WHAT TO WORK ON: Output, exactly and in full, the entries that appear below.

DATA IN THIS EXERCISE:
=== Begin Enclosure ===
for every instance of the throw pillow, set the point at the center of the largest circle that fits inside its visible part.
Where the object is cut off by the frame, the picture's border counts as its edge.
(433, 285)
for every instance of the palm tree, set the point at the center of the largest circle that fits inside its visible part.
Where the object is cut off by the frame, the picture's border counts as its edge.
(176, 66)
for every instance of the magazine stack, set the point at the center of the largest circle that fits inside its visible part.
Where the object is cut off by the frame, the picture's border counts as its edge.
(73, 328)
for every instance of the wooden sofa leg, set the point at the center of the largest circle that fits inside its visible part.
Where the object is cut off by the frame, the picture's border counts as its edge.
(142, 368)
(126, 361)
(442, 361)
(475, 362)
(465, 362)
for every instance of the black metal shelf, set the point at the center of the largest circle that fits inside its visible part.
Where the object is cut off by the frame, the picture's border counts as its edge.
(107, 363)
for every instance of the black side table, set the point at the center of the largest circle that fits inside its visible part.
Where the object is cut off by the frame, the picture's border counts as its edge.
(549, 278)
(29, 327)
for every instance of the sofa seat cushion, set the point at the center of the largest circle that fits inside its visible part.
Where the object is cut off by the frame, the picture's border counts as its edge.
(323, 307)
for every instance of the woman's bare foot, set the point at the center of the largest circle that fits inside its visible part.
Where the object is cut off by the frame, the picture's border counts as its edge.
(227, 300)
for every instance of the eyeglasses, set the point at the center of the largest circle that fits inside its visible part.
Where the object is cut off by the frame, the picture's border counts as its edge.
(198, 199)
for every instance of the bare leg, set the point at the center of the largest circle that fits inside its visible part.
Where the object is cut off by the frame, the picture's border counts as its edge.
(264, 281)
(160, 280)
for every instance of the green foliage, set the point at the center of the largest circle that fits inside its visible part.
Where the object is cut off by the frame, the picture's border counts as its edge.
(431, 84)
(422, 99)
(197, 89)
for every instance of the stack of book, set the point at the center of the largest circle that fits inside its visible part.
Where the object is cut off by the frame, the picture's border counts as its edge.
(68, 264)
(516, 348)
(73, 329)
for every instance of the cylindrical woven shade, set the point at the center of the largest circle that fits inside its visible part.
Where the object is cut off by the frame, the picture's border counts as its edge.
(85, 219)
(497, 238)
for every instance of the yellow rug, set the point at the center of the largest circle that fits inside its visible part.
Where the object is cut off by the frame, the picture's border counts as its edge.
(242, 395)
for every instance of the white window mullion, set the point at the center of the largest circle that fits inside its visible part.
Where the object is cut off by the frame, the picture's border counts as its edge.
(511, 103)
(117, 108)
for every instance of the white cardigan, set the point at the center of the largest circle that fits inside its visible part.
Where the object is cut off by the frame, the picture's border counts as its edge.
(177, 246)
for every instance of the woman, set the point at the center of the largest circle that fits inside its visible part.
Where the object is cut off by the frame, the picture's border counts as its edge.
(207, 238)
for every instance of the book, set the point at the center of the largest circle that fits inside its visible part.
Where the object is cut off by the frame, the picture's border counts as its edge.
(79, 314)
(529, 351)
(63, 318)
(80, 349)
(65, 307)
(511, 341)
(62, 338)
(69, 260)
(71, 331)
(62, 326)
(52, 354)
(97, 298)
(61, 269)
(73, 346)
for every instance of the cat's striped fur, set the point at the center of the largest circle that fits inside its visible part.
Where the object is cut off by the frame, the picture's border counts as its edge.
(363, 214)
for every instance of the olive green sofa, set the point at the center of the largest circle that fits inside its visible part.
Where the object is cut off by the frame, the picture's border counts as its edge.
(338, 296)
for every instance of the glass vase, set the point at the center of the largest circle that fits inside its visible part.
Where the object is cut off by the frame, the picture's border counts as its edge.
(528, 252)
=== End Enclosure ===
FINISHED EXERCISE:
for every instance of the throw pillow, set the point at the center of the largest circle that fits inside its visible part.
Where the object is cut off by the frame, the picture's border counts as its edge.
(433, 285)
for every instance of the palm tree, set the point at the center of the largest circle that fits inside its visible part.
Where the object is cut off by the frame, the picture's border counts as its edge.
(176, 66)
for every instance of the magazine stack, set the point at the center of the largest circle that fits inside its visible part.
Where the object is cut off by the frame, the picture's border counts as its edge.
(73, 328)
for every instance of the wooden sofa leg, set the point at the center of the largest circle that fits inside its visible part.
Where the object is cut off by the frame, the picture's border counts as its edge.
(142, 368)
(126, 361)
(442, 361)
(475, 362)
(465, 362)
for every instance of the black metal shelf, set the point at the center of the largest circle that fits inside its visible part.
Where the object is cut off by the frame, the picture's border counts as its edge.
(107, 363)
for every instance of the black side table, set the point at the center of the largest circle that fits inside its visible part.
Where the object is cut off by the frame, the picture's border counts as its edge.
(549, 278)
(29, 327)
for every instance of the sofa seat cushion, set the point at the center of the largest circle that fits inside its visible part.
Where the object is cut off by the frame, the picture's border counts as its edge.
(323, 307)
for every instance of the woman's bare foot, set the point at the center of the largest circle that fits inside its visible part.
Where the object is cut off by the frame, the picture's border counts as its edge.
(227, 300)
for every instance of the eyeglasses, set the point at the center of the largest circle that fits inside its visible part.
Where the object is cut off by the frame, the picture's border counts as its edge.
(198, 199)
for every instance of the bare leg, set the point at the center of the largest circle that fits inside its visible part.
Where the object is cut off by the frame, the picture's border counts as its edge.
(264, 281)
(160, 280)
for every instance of the green foliage, set the point at the center of the largest circle that fits inside its visible part.
Where the object is cut off by the frame, the picture's border counts as its edge.
(431, 84)
(422, 99)
(197, 89)
for every instance of the stack of book, set the point at the center of the largest circle that fits inside its visible part.
Where the object is cut off by the frame, the picture's border counts as its edge.
(68, 264)
(516, 348)
(73, 329)
for every instance of the cylindrical woven shade, set the point at the center of the largest circle that fits inside its visible part.
Where the object is cut off by the frame, the picture's border counts as its edge.
(85, 219)
(497, 238)
for every instance of the yellow rug, set the point at the center of the largest circle that fits inside its visible part.
Where the object is cut off by the frame, the picture's border counts as its edge.
(242, 395)
for every instance of the white window mullion, set the point at the center of the largest circle that fits inside its visible part.
Where the object is cut off by the frame, the picture's border counts as its edge.
(511, 103)
(117, 108)
for every instance of the white cardigan, set the point at the center of the largest circle that fits inside its visible part.
Where the object is cut off by the frame, the picture's border counts as its edge.
(177, 246)
for every instance of the woman, set the point at the center of the largest circle that fits inside its visible part.
Where the object is cut off by the frame, the picture's border counts as its edge.
(207, 238)
for every instance of the book, set the point at the center of the largest circle that fits inside its visible part.
Where the object is cut off by the frame, the picture's border counts as its edge.
(79, 314)
(529, 351)
(63, 318)
(80, 349)
(65, 307)
(511, 341)
(62, 338)
(69, 260)
(71, 331)
(62, 326)
(52, 354)
(97, 298)
(61, 269)
(73, 346)
for every instance of the cat's striped fur, set the point at the center of the largest circle that fits inside its visible part.
Where the object is cut off by the frame, the picture's border counts as its edge.
(363, 214)
for every instance of the olive green sofa, set the point at the center of the largest circle that fits inside its visible part.
Where the object is cut off by the frame, the picture's border counts as its edge.
(338, 296)
for every instance of the glass vase, set the point at the center of the largest circle that fits inside its visible part.
Where the object is cut off by the frame, the picture's border counts as its edge.
(528, 252)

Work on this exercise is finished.